Direction: Please reproduce everything in the material below from the line containing "Tag each instance of the parked" down to the line containing "<point>179,168</point>", keeping both of those lines, and leave out any pictures.

● ● ● ● ● ● ●

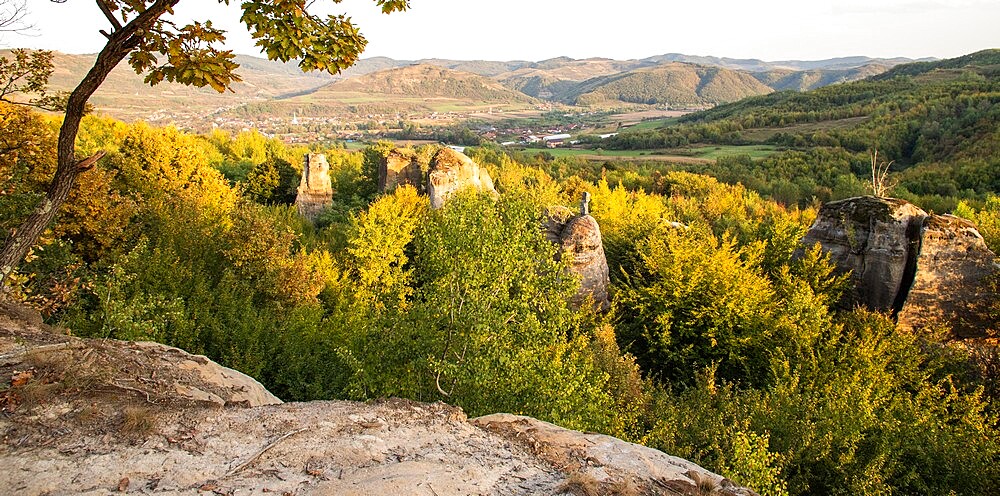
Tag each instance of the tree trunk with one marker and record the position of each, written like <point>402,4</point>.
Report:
<point>120,43</point>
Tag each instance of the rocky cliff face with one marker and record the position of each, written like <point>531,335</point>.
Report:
<point>952,283</point>
<point>873,238</point>
<point>450,172</point>
<point>95,417</point>
<point>579,239</point>
<point>400,167</point>
<point>923,269</point>
<point>315,188</point>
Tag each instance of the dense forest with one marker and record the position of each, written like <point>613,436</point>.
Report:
<point>936,122</point>
<point>720,346</point>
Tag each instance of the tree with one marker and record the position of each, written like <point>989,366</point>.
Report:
<point>190,55</point>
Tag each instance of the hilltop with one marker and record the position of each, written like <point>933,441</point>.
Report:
<point>126,96</point>
<point>423,81</point>
<point>673,84</point>
<point>279,90</point>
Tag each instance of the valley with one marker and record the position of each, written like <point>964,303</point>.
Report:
<point>380,96</point>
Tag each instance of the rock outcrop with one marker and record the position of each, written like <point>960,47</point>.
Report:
<point>579,239</point>
<point>95,417</point>
<point>876,240</point>
<point>922,269</point>
<point>609,465</point>
<point>315,188</point>
<point>451,172</point>
<point>952,284</point>
<point>400,167</point>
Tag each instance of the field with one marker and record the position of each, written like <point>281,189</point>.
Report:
<point>765,133</point>
<point>701,154</point>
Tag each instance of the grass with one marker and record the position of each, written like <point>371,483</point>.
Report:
<point>701,153</point>
<point>574,152</point>
<point>764,133</point>
<point>714,152</point>
<point>655,123</point>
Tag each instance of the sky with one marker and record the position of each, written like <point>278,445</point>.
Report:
<point>621,29</point>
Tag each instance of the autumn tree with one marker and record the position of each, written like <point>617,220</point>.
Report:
<point>144,32</point>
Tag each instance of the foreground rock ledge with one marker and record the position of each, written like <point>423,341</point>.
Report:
<point>96,417</point>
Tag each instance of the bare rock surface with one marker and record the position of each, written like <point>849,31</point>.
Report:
<point>315,189</point>
<point>611,465</point>
<point>451,172</point>
<point>925,270</point>
<point>401,167</point>
<point>101,416</point>
<point>952,283</point>
<point>876,240</point>
<point>579,239</point>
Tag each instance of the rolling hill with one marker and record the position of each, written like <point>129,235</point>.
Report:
<point>382,85</point>
<point>810,79</point>
<point>421,89</point>
<point>674,84</point>
<point>125,96</point>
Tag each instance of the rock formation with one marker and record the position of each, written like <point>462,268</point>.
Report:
<point>922,269</point>
<point>399,168</point>
<point>579,238</point>
<point>108,416</point>
<point>952,280</point>
<point>450,172</point>
<point>315,189</point>
<point>873,238</point>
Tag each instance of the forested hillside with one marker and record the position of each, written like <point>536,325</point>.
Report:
<point>938,123</point>
<point>720,347</point>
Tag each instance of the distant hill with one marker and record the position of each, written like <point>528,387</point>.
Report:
<point>983,62</point>
<point>673,84</point>
<point>757,65</point>
<point>787,79</point>
<point>551,78</point>
<point>125,95</point>
<point>270,86</point>
<point>425,81</point>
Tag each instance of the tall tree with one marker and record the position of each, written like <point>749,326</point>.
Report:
<point>143,31</point>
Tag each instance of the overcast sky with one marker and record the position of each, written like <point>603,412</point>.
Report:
<point>621,29</point>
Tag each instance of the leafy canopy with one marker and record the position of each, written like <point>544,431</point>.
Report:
<point>285,29</point>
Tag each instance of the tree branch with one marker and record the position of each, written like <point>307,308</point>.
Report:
<point>89,162</point>
<point>103,4</point>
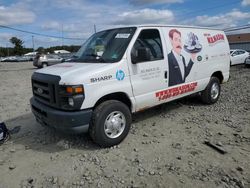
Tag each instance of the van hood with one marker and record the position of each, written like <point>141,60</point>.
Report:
<point>71,72</point>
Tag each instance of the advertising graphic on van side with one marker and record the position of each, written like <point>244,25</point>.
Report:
<point>168,93</point>
<point>214,39</point>
<point>178,68</point>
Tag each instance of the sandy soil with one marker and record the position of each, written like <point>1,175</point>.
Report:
<point>165,147</point>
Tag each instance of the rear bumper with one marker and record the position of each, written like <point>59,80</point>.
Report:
<point>71,122</point>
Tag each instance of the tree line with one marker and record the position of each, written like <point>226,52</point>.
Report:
<point>19,49</point>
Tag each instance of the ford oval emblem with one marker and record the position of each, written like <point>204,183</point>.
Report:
<point>40,90</point>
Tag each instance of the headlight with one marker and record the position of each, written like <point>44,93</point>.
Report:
<point>74,89</point>
<point>71,97</point>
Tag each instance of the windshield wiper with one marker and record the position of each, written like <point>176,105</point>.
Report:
<point>98,57</point>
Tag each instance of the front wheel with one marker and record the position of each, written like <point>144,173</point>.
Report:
<point>110,124</point>
<point>212,92</point>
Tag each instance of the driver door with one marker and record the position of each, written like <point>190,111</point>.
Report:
<point>150,74</point>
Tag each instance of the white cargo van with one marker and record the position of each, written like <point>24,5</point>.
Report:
<point>121,71</point>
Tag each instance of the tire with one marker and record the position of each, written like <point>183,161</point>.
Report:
<point>212,92</point>
<point>106,133</point>
<point>44,65</point>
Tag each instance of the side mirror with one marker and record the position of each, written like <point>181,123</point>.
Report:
<point>142,54</point>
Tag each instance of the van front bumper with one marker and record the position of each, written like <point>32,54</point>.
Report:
<point>66,121</point>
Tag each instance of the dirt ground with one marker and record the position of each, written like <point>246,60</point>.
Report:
<point>165,147</point>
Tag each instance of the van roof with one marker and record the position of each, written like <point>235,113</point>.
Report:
<point>175,26</point>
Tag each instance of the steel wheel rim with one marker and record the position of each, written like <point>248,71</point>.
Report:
<point>215,91</point>
<point>114,124</point>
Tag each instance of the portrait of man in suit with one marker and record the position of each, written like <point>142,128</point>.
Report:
<point>178,69</point>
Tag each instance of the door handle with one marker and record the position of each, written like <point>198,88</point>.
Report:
<point>166,74</point>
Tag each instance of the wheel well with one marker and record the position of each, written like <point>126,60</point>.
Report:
<point>218,75</point>
<point>120,96</point>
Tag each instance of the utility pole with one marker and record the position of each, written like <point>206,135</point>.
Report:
<point>62,36</point>
<point>33,43</point>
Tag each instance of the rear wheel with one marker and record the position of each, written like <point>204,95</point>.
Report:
<point>212,92</point>
<point>110,124</point>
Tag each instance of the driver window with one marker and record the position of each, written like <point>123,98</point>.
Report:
<point>151,40</point>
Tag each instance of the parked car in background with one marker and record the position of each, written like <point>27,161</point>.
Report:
<point>238,56</point>
<point>22,58</point>
<point>247,63</point>
<point>10,59</point>
<point>44,60</point>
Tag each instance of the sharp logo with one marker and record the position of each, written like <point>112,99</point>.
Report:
<point>39,90</point>
<point>103,78</point>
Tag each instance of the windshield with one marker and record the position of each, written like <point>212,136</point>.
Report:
<point>105,47</point>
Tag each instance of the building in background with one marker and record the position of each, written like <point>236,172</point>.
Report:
<point>239,41</point>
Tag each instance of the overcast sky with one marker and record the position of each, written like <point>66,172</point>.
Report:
<point>76,18</point>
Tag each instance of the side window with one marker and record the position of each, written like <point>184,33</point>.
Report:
<point>235,53</point>
<point>150,40</point>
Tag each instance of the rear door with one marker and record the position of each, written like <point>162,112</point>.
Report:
<point>149,75</point>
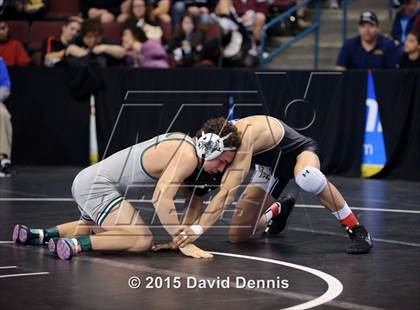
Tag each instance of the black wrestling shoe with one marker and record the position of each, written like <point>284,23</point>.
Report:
<point>361,243</point>
<point>5,168</point>
<point>25,235</point>
<point>277,225</point>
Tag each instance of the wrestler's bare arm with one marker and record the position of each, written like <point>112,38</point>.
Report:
<point>232,179</point>
<point>179,168</point>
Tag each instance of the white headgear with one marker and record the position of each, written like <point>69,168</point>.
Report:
<point>210,146</point>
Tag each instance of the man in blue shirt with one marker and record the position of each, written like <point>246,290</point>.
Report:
<point>370,49</point>
<point>5,124</point>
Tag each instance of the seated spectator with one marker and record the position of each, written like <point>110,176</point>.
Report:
<point>23,9</point>
<point>106,10</point>
<point>158,10</point>
<point>141,52</point>
<point>370,49</point>
<point>12,51</point>
<point>411,56</point>
<point>53,48</point>
<point>189,46</point>
<point>5,123</point>
<point>140,15</point>
<point>416,24</point>
<point>91,45</point>
<point>194,8</point>
<point>404,20</point>
<point>250,13</point>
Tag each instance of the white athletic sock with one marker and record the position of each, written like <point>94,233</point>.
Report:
<point>343,212</point>
<point>273,211</point>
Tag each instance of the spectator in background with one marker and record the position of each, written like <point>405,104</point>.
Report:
<point>91,45</point>
<point>189,45</point>
<point>12,51</point>
<point>53,48</point>
<point>416,24</point>
<point>106,10</point>
<point>158,11</point>
<point>140,15</point>
<point>411,56</point>
<point>404,21</point>
<point>370,49</point>
<point>141,52</point>
<point>194,8</point>
<point>5,123</point>
<point>250,13</point>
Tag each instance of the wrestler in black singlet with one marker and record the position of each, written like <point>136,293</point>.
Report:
<point>281,159</point>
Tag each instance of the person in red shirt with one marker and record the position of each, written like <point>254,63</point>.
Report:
<point>12,51</point>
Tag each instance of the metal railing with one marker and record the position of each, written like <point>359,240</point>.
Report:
<point>265,57</point>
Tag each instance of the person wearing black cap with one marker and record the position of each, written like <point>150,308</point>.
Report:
<point>370,49</point>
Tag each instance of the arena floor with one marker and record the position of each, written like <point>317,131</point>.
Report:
<point>308,262</point>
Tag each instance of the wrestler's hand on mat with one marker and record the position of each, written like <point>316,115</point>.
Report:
<point>192,250</point>
<point>185,236</point>
<point>165,246</point>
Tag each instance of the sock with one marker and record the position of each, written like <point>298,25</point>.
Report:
<point>37,238</point>
<point>346,217</point>
<point>51,232</point>
<point>272,211</point>
<point>84,242</point>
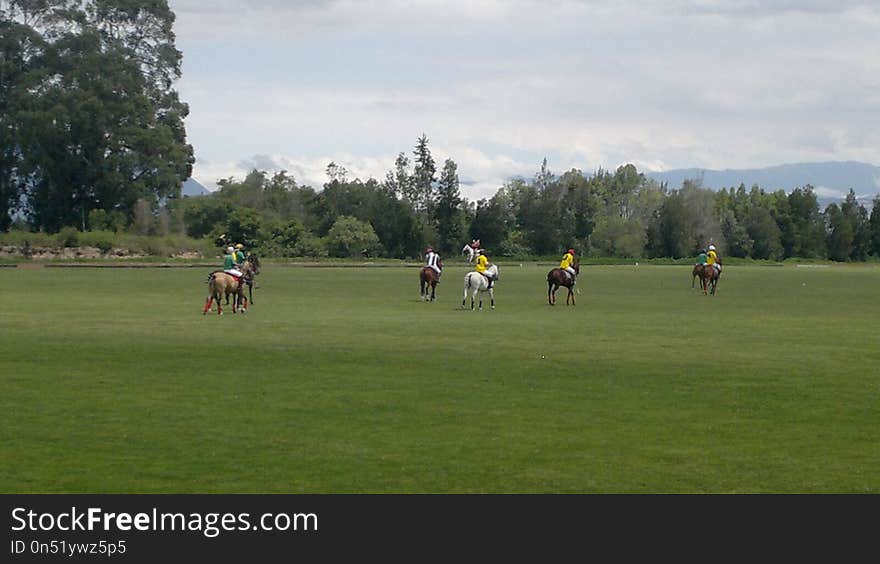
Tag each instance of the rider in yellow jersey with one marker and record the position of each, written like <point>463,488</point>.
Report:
<point>483,265</point>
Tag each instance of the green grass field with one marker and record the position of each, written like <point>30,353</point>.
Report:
<point>341,380</point>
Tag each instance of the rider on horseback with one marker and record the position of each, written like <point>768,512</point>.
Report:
<point>239,255</point>
<point>483,265</point>
<point>566,265</point>
<point>713,259</point>
<point>229,264</point>
<point>432,260</point>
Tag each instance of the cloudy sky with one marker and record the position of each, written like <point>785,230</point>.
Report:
<point>499,85</point>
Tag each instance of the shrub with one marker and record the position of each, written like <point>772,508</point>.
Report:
<point>68,237</point>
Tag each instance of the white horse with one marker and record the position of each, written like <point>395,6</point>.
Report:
<point>469,252</point>
<point>477,283</point>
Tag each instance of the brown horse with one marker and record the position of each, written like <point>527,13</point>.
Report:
<point>559,277</point>
<point>428,278</point>
<point>222,285</point>
<point>708,278</point>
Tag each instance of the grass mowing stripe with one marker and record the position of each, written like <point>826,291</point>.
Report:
<point>341,380</point>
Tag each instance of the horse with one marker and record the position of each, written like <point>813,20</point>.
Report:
<point>252,264</point>
<point>477,283</point>
<point>560,277</point>
<point>468,252</point>
<point>222,285</point>
<point>708,278</point>
<point>428,278</point>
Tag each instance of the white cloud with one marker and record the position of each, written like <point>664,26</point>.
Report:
<point>498,85</point>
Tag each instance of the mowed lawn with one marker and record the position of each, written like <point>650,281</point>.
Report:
<point>341,380</point>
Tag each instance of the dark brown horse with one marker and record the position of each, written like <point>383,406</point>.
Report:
<point>559,277</point>
<point>223,285</point>
<point>428,278</point>
<point>253,262</point>
<point>708,276</point>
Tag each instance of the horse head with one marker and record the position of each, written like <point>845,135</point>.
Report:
<point>254,261</point>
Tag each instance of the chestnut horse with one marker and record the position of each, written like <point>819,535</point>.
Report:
<point>222,285</point>
<point>560,277</point>
<point>428,278</point>
<point>708,276</point>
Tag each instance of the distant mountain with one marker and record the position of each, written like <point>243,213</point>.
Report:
<point>193,187</point>
<point>831,180</point>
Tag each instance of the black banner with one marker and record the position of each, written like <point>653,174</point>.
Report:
<point>415,528</point>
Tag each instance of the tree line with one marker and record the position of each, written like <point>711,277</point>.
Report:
<point>89,121</point>
<point>92,137</point>
<point>610,214</point>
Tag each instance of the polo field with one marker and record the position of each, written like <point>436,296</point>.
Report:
<point>343,380</point>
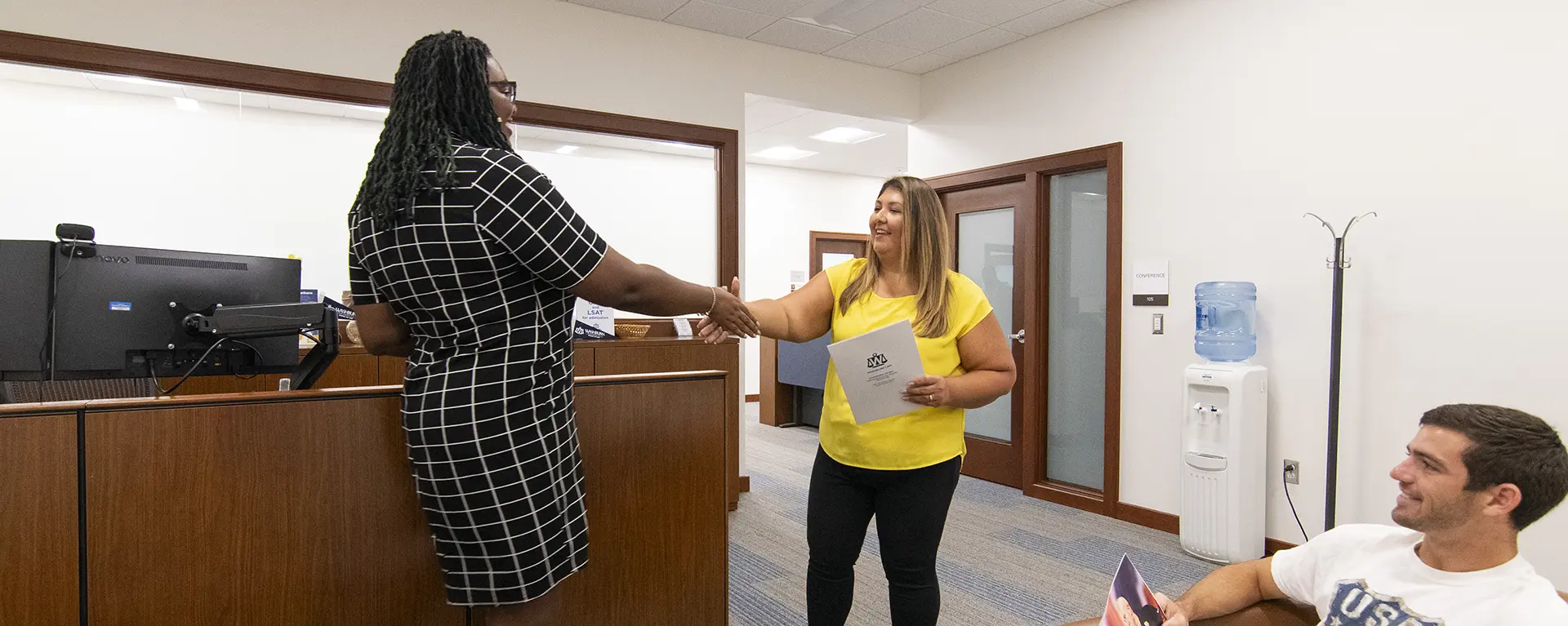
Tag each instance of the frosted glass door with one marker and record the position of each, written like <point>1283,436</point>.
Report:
<point>985,255</point>
<point>1076,331</point>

● ● ● ● ● ● ●

Result of the task:
Tag each instance of the parked car in background with one marker and record the position of each, written like <point>27,161</point>.
Report:
<point>238,56</point>
<point>22,58</point>
<point>247,63</point>
<point>10,59</point>
<point>44,60</point>
Tag each instance of the sharp logo with one marker and record the position of each, written like <point>112,99</point>.
Report:
<point>39,90</point>
<point>103,78</point>
Tag each instance of the windshield with one marker and record the position of each, written like <point>212,136</point>.
Report:
<point>105,47</point>
Tag each instance of the building in background with one marker and record the position of each, written like <point>236,172</point>.
Report:
<point>239,41</point>
Tag each instance of the overcast sky with one marker and record the position of each, written like <point>66,172</point>.
Report:
<point>76,18</point>
Tag each instance of the side window with one marker and record the position of each, written like <point>184,33</point>.
Report:
<point>235,53</point>
<point>150,40</point>
Tag each instance of the rear door with one marker and record the position of each, written like <point>162,112</point>.
Report:
<point>149,75</point>
Tag each instance of the black wrestling shoe with one marker and record the position of each, written like <point>284,23</point>.
Report:
<point>361,243</point>
<point>5,168</point>
<point>25,235</point>
<point>277,225</point>
Tag each instance of the wrestler's bare arm with one marker and record the position of each, written like <point>112,38</point>.
Report:
<point>232,179</point>
<point>179,168</point>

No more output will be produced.